[Extracted records]
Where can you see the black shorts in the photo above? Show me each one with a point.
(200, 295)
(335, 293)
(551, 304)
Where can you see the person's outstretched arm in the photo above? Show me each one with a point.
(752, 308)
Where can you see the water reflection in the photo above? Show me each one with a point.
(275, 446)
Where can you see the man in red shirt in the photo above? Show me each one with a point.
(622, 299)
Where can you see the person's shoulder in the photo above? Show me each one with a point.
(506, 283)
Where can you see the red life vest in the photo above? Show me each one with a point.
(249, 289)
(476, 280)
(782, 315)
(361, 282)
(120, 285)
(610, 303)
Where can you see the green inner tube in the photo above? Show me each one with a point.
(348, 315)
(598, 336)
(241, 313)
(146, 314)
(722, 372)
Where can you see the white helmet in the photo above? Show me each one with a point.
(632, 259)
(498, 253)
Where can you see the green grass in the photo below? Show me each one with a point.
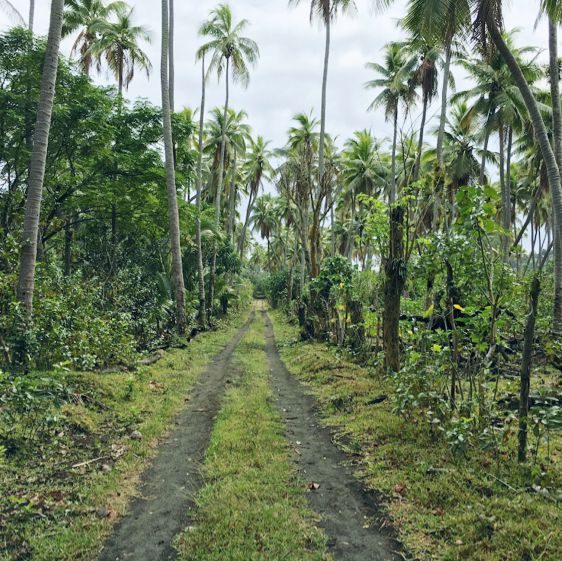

→ Exercise: Can you copy out all of the material above word for word, omitting the picture?

→ Task result:
Where can you see the black shorts in the photo above? Show me each one with a point.
(200, 295)
(335, 293)
(551, 304)
Where can you see the person's outstretched arm in the photo above? Show me each one with a point.
(752, 308)
Where can you see the water reflection in the photo above? Show me each one with a point.
(275, 446)
Where can you see the man in red shirt in the photo above? Show me each one with a point.
(622, 299)
Where can you see the person's shoulder in the photo above? Show me each one with a point.
(506, 283)
Where can you see the red life vest in the photo above? Show me each one with a point.
(249, 289)
(476, 280)
(782, 315)
(361, 282)
(120, 285)
(610, 303)
Where can you see the green inner tube in the photo above? Show me each one with a point.
(348, 315)
(598, 336)
(241, 313)
(146, 314)
(722, 372)
Where can you see the white helmet in the photo above? Show me each one with a point.
(632, 259)
(498, 253)
Where can you see the green grass in the photo below? Show me each one with a point.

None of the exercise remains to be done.